— Start Dataset records —

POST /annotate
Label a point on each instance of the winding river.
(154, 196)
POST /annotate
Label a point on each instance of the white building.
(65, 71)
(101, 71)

— End Dataset records —

Copy the material above line for line, with nothing changed.

POST /annotate
Label a point on each instance of the winding river.
(154, 196)
POST /annotate
Label a point on each instance of the white building.
(65, 71)
(101, 71)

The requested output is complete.